O PCdoB apoiou o deputado do DEM para presidente da Câmara. As ações posteriores de Rodrigo Maia deveriam já ter sido suficientes para demonstrar o erro dessa atitude. Mas nem mesmo o episódio da votação da MPv 936 parece ter tido essa capacidade.

Para o deputado Orlando Silva, o texto aprovado – que precariza a condição dos assalariados e fragiliza a ação sindical – permitiria a proteção do emprego e da renda dos trabalhadores, “o que será fundamental para a fase posterior, na retomada da atividade econômica”. E sobre um dos principais pontos da matéria – a possibilidade dos acordos individuais de redução de salários sem a presença dos sindicatos – esta foi justificada pelo deputado por já ter sido validada peloSupremo Tribunal Federal. (5)

Seria cômico se não fosse trágico, pela boca de um deputado “comunista”, a defesa de tal absurdo: o Congresso Nacional abrir mão de exercer suas prerrogativas de legislar sobre uma matéria de sua competência, que estava ao seu alcance, mas que virou moeda de troca e posterior traição no acordo fechado com as alas mais conservadoras da Câmara.

O argumento de que a correlação de forças é adversa no Congresso e na sociedade, dado o momento de isolamento social e de maiores dificuldades para a mobilização dos trabalhadores, é real. E justamente por isso deveria impulsionar as lideranças parlamentares da esquerda a um confronto aberto de projetos com as frações burguesas e da direita no parlamento. Somente com o entendimento, por parte da população, do engodo e dos graves prejuízos que a MPv enseja, seria possível criar pressão popular pela sua derrubada.

Mas o PCdoB segue apostando numa política de entendimento e de frente ampla com os algozes dos trabalhadores, conforme o presidente da CTB, central sindical alinhada com aquele partido, avaliza: “Considerando a difícil correlação de força e as manobras do governo para cooptar grande parte do Centrão, conseguimos, sim, reduzir o mal maior. (…) Apostamos na grande política e protagonizamos, através do diálogo, medidas que rompem o ranço conservador do bolsonarismo”. (6)

Essa postura pavimenta o caminho para maiores e contundentes derrotas, abre mão da disputa politica da população contra os projetos da extrema direita e dos partidos fisiológicos que dominam o Congresso Nacional, semeia a ilusão de que é possível governar com as alas “moderadas” da direita e, o mais importante, não amplia nenhuma coalisão que enfrente pra valer as politicas genocidas do governo Bolsonaro.

A atuação parlamentar pode impor, particularmente em momentos de defensiva política da classe trabalhadora, a necessidade de acordos e uma política de redução de danos em votações no parlamento. Mas também exige, muitas vezes, demarcação política e denúncia implacável dos supostos representantes do povo, que legislam justamente contra os mais pobres. Na votação da MPv 936, lamentavelmente, mesmo com o rompimento dos acordos feitos com o Relator, essas lições foram abandonadas por parte da esquerda.

**TRECHO DOS DADOS**
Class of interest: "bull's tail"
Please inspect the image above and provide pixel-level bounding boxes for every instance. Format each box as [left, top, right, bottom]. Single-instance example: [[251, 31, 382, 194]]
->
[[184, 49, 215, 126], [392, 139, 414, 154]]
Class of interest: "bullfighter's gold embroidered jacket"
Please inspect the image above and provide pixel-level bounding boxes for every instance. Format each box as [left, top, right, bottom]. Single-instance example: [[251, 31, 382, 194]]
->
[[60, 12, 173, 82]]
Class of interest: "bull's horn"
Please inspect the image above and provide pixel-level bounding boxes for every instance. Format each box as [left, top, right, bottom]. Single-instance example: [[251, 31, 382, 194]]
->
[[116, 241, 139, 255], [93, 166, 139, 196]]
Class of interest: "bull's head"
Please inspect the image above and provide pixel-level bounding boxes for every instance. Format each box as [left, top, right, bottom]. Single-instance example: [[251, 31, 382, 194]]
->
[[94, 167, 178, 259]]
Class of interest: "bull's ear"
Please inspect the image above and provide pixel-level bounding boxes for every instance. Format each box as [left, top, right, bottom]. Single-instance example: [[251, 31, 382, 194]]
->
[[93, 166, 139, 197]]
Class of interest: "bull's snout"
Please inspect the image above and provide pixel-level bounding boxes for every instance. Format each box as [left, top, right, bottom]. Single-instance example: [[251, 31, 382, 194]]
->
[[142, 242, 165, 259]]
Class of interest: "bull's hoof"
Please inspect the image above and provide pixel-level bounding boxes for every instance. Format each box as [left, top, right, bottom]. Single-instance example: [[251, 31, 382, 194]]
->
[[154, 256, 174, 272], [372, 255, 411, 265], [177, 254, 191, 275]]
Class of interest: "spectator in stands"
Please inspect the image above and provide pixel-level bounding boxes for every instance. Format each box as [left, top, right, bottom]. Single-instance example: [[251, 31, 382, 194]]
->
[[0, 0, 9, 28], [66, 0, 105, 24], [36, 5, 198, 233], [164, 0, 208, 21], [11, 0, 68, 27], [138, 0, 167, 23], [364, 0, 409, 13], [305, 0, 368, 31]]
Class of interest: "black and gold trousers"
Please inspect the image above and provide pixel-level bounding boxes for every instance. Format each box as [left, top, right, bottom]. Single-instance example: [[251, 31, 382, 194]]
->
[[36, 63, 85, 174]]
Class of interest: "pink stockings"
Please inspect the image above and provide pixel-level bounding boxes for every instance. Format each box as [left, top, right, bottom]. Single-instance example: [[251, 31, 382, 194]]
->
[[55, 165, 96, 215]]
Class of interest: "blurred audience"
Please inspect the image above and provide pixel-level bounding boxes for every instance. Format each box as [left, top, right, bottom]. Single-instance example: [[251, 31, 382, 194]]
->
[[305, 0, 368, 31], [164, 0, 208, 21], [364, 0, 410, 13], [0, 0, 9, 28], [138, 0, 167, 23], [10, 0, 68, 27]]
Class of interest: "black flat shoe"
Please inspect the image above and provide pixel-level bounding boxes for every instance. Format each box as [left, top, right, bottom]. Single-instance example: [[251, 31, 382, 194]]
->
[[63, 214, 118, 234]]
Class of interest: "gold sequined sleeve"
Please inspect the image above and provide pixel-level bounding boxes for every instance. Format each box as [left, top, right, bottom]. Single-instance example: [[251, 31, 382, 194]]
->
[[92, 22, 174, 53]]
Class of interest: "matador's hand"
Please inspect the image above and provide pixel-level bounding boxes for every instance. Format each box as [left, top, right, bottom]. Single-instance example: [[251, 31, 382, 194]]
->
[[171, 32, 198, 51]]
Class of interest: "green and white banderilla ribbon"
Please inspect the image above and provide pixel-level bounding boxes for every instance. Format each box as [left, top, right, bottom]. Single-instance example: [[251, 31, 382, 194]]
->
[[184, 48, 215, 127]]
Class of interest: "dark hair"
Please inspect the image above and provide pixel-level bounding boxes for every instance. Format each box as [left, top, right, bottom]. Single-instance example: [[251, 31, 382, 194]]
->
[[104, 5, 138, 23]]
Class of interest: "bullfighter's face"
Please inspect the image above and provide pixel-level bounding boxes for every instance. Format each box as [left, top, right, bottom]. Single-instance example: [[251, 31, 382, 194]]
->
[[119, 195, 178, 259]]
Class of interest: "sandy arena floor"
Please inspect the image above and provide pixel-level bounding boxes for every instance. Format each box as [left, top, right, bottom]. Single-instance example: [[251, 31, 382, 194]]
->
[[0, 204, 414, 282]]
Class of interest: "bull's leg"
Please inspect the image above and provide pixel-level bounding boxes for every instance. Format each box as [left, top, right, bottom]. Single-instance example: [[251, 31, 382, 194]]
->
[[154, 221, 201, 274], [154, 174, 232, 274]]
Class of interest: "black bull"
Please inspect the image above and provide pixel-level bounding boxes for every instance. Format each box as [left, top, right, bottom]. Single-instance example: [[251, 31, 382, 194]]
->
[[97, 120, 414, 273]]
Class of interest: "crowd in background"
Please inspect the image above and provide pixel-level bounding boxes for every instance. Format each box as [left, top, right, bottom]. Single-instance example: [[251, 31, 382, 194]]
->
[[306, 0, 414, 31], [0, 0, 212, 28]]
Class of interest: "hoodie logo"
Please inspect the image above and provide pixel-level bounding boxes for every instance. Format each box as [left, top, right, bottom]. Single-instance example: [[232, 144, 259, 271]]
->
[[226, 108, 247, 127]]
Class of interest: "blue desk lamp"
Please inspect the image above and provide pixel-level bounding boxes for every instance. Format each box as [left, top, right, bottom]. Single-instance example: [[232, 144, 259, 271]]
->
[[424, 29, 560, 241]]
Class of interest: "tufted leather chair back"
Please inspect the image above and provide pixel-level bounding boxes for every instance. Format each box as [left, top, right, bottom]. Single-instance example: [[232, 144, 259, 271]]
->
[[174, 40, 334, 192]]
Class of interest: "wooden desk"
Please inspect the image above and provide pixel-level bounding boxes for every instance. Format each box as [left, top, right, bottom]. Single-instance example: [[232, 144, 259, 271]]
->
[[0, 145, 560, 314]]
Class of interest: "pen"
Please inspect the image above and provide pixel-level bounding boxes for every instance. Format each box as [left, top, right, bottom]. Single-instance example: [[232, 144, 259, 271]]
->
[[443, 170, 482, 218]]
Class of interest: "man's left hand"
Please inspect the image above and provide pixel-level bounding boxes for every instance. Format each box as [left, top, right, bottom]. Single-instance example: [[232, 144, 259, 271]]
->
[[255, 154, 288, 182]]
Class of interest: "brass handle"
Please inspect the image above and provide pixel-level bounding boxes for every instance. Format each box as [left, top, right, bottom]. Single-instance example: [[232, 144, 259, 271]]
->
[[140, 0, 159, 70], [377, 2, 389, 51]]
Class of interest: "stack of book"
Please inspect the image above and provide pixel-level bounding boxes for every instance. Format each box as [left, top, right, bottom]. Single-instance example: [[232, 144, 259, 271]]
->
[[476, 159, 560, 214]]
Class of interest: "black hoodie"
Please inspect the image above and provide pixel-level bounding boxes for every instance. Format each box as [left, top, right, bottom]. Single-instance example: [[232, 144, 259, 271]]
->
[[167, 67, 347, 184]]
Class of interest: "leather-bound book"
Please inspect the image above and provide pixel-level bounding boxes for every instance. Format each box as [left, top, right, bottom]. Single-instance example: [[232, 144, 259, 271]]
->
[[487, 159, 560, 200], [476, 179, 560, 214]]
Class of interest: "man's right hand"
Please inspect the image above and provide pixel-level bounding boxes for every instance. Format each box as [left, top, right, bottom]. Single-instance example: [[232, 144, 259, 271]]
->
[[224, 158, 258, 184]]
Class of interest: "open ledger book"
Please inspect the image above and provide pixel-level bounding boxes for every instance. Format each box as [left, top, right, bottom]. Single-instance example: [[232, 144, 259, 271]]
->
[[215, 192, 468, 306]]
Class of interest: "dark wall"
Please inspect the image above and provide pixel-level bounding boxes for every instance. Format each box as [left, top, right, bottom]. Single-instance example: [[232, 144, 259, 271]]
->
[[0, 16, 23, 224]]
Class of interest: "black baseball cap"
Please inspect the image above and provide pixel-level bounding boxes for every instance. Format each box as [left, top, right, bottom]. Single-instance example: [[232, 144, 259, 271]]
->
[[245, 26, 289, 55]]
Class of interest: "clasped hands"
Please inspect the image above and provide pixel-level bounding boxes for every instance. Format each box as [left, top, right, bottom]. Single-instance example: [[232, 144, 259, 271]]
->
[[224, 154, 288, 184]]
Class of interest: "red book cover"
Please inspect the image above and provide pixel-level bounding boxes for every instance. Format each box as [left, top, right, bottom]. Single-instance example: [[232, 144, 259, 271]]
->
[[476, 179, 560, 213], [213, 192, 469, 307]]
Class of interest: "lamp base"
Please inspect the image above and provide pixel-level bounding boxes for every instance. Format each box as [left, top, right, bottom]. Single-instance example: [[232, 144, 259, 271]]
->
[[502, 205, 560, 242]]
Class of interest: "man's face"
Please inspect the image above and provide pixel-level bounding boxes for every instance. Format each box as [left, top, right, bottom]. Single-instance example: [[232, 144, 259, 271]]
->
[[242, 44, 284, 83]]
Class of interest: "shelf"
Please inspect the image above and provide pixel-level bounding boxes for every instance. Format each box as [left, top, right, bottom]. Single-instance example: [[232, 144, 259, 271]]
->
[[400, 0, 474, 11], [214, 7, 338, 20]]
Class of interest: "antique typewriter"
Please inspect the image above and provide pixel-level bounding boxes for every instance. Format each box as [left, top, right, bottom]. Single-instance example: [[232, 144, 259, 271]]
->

**COMPLETE O SEGUINTE**
A: Segundo o texto sobre a votação da MPv 936, com que argumento o deputado Orlando Silva defendeu os acordos individuais de redução de salário sem a presença dos sindicatos?
B: Continue o texto sobre a votação da MPv 936 a partir do ponto em que ele para.

**RESPOSTAS POR TAREFA**
A: Ele disse que essa possibilidade já tinha sido validada pelo Supremo Tribunal Federal.

B:
Em tempo: abraço de urso: aquele abraço forte que prende os braços da outra pessoa, que aperta e deixa a outra pessoa imobilizada, ás vezes até sem ar.  (7)

 

Pau que dá em Chico, dá em Francisco
(Atualização em 04/06/2020)

Na sessão de votação da MPv 936, PT e PSOL votaram, por meio de suas lideranças, a favor do destaque da Emenda 61, sob orientação da Confederação Nacional dos Trabalhadores do Ramo Financeiro, filiada à CUT.
A liderança do PSOL errou, ao indicar o voto sim nessa emenda, que diz respeito à compensação dos valores da 7ª e 8ª horas extras, que ataca a jornada de seis horas dos bancários, conquista histórica da categoria.
Conforme me explicou o companheiro Sílvio Kanner, bancário, e ex-presidente da Associação dos Bancários do BASA: “a Contraf já assinou acordo prevendo que o pagamento de função aos trabalhadores bancários compensa a 7ª e 8ª horas. Para eles, ser aprovado isso, na forma de lei, é como se limpasse a jogada que fizeram na Convenção Coletiva de Trabalho”.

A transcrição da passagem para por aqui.